== RECORDS SHOWN
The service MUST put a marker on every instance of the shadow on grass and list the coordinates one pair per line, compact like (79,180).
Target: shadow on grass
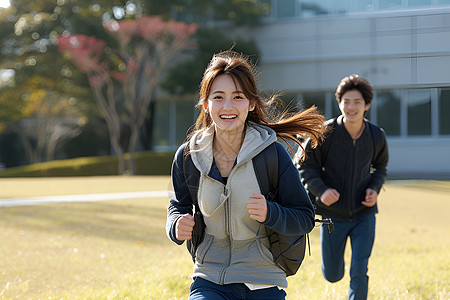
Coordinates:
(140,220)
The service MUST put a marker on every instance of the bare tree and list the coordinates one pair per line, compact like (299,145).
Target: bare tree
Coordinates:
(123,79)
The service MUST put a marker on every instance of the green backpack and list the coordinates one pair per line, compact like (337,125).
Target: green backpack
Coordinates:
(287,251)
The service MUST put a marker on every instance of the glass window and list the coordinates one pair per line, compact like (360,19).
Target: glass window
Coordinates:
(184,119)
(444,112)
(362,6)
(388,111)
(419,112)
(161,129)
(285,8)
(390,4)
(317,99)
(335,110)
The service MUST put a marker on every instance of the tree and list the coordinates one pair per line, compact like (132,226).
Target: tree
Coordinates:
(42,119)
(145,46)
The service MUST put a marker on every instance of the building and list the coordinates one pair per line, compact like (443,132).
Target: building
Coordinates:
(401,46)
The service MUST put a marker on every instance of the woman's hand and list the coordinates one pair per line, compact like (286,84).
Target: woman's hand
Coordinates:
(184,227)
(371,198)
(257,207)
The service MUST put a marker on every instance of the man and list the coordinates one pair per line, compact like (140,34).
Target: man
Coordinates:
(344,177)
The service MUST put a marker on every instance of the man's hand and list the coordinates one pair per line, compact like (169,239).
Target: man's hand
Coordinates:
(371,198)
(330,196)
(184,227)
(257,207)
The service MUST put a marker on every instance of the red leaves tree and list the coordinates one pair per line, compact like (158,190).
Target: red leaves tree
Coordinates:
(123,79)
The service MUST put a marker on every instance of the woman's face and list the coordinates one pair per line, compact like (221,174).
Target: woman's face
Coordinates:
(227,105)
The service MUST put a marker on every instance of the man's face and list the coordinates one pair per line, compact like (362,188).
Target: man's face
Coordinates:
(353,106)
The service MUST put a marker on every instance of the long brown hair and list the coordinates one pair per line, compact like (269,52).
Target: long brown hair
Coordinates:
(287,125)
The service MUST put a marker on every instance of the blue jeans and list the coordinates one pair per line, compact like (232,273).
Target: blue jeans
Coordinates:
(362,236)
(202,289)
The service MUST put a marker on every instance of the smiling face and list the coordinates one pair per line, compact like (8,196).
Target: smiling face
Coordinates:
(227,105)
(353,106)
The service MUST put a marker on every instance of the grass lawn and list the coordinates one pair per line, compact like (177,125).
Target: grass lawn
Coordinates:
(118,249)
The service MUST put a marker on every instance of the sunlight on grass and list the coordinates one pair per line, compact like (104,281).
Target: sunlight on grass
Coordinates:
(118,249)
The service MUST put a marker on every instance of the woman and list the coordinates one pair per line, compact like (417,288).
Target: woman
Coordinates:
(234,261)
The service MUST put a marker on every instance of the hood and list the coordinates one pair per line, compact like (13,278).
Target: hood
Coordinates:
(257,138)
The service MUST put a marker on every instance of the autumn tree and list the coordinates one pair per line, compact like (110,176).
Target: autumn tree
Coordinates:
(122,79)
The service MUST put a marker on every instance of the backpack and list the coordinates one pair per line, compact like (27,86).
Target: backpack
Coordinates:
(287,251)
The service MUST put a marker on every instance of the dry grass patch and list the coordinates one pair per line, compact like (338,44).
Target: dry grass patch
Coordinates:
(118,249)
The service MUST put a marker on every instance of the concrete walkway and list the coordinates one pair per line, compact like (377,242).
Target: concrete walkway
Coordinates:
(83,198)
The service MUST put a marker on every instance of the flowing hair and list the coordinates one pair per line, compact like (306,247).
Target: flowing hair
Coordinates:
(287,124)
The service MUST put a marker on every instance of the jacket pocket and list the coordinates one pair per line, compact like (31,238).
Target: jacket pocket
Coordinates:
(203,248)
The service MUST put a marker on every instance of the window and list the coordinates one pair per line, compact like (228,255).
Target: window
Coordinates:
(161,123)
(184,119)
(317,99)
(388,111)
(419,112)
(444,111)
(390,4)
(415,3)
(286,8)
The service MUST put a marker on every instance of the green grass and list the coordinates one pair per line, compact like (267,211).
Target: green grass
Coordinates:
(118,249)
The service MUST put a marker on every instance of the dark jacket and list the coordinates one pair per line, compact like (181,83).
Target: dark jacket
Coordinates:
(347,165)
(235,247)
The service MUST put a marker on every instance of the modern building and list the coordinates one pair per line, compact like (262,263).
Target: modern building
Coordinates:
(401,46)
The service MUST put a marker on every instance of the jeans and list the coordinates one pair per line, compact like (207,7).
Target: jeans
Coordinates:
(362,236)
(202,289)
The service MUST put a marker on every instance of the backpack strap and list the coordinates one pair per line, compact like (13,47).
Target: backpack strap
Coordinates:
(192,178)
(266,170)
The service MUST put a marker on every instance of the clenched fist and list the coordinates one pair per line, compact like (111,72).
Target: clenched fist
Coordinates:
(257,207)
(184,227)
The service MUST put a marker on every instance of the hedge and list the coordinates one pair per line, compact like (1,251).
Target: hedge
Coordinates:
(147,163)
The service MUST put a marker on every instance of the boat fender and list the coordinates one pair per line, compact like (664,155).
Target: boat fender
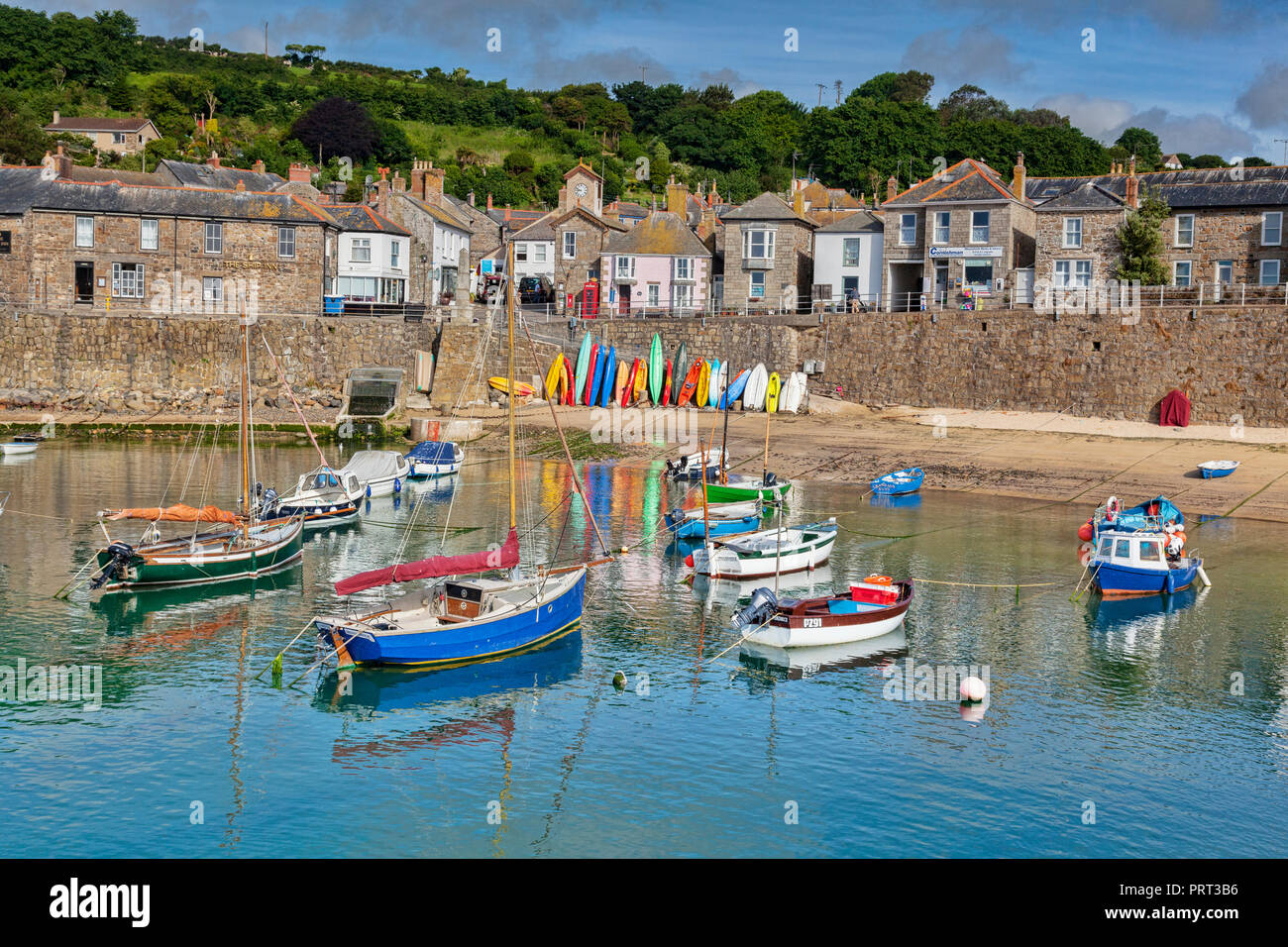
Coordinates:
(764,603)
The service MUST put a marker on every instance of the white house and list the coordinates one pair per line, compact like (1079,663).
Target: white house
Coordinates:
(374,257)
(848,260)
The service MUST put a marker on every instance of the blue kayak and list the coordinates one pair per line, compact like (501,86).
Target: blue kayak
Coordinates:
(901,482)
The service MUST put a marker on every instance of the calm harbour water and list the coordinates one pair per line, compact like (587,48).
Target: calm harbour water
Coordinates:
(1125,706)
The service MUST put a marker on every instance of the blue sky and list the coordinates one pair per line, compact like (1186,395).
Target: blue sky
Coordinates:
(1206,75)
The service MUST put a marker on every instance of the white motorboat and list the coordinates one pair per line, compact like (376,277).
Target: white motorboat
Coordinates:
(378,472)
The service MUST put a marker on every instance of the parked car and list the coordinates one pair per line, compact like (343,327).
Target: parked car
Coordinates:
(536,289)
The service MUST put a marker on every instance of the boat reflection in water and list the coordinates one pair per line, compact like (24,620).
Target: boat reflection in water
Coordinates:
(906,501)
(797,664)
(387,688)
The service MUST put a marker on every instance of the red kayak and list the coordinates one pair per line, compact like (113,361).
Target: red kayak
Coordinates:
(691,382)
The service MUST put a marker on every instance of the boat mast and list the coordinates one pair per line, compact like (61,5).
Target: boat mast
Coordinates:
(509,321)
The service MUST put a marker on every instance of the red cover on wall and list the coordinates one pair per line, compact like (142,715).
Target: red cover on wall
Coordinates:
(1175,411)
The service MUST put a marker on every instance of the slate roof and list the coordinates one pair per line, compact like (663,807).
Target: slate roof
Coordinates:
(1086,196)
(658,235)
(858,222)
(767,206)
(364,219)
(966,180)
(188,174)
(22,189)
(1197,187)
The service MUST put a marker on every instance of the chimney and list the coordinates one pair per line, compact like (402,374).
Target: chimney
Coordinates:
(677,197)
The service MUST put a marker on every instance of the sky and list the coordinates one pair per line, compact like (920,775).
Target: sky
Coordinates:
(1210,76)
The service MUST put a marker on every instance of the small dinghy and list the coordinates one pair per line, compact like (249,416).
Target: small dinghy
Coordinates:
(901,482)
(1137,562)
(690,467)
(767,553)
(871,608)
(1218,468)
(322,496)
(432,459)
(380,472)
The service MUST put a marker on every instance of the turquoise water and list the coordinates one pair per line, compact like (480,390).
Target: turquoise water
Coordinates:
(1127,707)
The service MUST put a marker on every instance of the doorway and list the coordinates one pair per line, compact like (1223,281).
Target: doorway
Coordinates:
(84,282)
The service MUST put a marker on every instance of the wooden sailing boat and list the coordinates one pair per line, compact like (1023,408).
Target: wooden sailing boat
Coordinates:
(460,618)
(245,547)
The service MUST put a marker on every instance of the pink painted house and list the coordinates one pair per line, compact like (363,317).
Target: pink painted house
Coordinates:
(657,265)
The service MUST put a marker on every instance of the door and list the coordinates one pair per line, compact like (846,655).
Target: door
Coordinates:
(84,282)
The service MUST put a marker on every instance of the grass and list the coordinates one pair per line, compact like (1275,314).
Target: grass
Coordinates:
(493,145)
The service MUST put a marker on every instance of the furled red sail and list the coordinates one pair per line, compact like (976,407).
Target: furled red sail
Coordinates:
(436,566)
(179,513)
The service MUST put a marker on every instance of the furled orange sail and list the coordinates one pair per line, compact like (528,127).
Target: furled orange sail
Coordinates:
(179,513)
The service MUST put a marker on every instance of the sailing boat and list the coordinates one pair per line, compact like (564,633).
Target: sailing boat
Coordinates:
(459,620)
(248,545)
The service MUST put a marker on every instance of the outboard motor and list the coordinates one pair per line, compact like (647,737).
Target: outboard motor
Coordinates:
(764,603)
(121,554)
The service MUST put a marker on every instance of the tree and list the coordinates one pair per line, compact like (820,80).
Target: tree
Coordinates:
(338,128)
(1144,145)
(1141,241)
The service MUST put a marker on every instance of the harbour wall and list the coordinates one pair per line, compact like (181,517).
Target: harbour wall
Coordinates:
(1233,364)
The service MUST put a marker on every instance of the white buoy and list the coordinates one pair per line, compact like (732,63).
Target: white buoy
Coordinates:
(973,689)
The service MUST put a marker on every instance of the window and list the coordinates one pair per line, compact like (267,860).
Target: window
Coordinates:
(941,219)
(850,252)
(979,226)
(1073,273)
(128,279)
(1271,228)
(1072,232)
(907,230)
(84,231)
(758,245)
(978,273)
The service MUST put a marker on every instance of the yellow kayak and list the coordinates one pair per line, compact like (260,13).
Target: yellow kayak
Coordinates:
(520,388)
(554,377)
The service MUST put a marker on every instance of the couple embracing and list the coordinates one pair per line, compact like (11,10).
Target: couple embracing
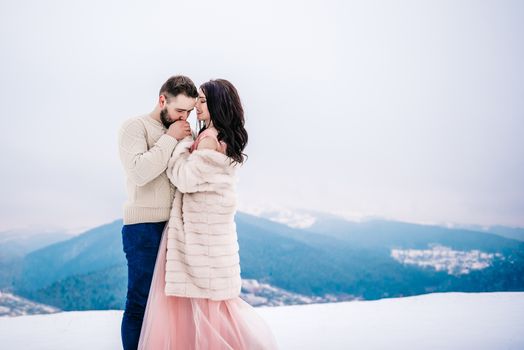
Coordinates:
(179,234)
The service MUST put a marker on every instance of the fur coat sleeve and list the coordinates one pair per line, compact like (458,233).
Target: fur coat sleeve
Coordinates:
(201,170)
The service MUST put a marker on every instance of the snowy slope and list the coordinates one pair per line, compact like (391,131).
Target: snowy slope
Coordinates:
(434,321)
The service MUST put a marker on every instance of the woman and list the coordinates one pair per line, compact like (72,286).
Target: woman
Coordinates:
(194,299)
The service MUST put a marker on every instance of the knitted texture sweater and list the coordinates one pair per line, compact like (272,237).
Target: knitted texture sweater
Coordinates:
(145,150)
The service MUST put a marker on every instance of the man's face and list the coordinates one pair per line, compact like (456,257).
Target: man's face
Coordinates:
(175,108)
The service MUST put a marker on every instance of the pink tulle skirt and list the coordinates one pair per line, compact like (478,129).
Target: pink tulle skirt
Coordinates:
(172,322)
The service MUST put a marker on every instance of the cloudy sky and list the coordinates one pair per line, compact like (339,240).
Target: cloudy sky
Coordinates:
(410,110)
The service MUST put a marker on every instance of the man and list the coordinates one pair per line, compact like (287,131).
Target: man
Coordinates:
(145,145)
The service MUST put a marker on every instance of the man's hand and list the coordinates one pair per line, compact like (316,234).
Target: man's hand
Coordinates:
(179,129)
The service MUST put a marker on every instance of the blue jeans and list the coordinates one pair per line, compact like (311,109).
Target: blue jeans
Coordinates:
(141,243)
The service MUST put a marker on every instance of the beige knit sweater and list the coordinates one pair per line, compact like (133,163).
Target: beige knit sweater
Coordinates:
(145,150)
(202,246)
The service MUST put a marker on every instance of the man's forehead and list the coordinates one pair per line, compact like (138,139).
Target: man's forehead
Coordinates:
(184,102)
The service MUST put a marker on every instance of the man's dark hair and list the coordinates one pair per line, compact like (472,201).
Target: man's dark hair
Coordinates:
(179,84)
====
DIRECTIONS: Check each line above for the string "lawn" and return those that contain it.

RESULT OF THE TASK:
The service MUST put a marker on every instance of the grass lawn and list the coordinates one pair per line, compact like (177,125).
Target: grass lawn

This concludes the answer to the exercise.